━━━━━ Given records ━━━━━

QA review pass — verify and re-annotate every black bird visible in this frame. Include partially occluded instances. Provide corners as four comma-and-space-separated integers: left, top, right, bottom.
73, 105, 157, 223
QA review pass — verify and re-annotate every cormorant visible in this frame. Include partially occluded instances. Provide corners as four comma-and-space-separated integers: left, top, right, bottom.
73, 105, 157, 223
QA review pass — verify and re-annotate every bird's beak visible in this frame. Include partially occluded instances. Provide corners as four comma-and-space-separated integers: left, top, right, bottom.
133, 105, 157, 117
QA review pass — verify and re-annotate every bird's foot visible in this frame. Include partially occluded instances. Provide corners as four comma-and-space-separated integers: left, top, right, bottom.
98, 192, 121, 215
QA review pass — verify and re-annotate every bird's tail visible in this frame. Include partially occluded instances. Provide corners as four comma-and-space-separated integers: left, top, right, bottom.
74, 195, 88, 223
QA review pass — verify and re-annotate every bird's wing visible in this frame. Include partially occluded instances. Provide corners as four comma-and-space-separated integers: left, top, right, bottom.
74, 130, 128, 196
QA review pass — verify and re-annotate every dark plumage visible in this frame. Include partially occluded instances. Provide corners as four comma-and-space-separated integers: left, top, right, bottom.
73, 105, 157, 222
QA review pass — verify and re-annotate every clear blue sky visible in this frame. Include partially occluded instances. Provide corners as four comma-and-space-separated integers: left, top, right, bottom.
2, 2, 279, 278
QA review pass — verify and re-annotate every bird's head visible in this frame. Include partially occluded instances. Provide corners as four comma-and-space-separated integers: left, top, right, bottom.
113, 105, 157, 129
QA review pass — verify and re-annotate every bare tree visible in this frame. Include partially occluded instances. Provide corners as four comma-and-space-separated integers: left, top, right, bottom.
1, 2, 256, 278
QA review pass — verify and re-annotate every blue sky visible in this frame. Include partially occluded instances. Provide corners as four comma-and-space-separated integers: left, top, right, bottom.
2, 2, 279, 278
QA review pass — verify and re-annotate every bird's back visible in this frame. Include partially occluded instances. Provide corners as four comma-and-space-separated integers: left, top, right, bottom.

━━━━━

Could you update the data above by putting "hidden" in place of every "occluded" and leaving everything else unchanged?

QA review pass — verify and re-annotate every black bird visible in this frame. Include partially hidden instances. Provide corners as four comma-and-space-separated integers: left, top, right, bottom.
73, 105, 157, 223
QA review pass — verify and re-annotate every cormorant visible in this frame. Include partially hidden instances. Provide corners as four comma-and-space-separated integers: left, top, right, bottom.
73, 105, 157, 223
QA review pass — verify and re-annotate every bird's beak visible in this frame. Include partially hidden instances. Provide corners as four comma-and-space-separated integers: left, top, right, bottom.
133, 105, 157, 117
QA review pass — verify and re-annotate every bird's foot visible in this frame. Include partially hidden instances. Provide corners as four comma-and-space-separated integers: left, top, right, bottom.
98, 192, 121, 215
QA review pass — verify and re-annotate every bird's tail visible in this frame. Include partially hidden instances. Provide corners as four comma-and-space-separated integers: left, top, right, bottom.
74, 195, 88, 223
QA review pass — verify and re-annotate every bird's wing visible in this frame. Include partially hidden instances. Provide corners as four comma-and-space-separated integers: left, top, right, bottom.
74, 130, 128, 196
QA review pass — verify and re-annotate every dark plumage visible in this frame. Include partially hidden instances. Provide corners as four comma-and-space-separated integers: left, top, right, bottom.
73, 105, 157, 222
QA review pass — verify and re-annotate every clear blue sky visible in this frame. Include partially hidden instances. Provide corners as four comma-and-space-separated integers: left, top, right, bottom.
2, 2, 279, 278
QA review pass — verify and re-annotate every bird's head visible in this frame. Include partially hidden instances. Provide corners as four comma-and-space-separated integers: left, top, right, bottom.
113, 105, 157, 129
QA review pass — verify and re-annotate every bare tree visible in this frame. Include partially hidden instances. Provide corners as four comma-and-space-separated integers: left, top, right, bottom.
1, 2, 256, 278
QA review pass — verify and re-annotate every blue sky visible in this frame. Include partially hidden instances. Provide corners as four comma-and-space-separated integers: left, top, right, bottom.
2, 2, 279, 278
QA review pass — verify and re-annotate every bird's back visible in this frame. Include partially hidden instances. Provide corners as four comma-and-space-separated integers: left, top, right, bottom.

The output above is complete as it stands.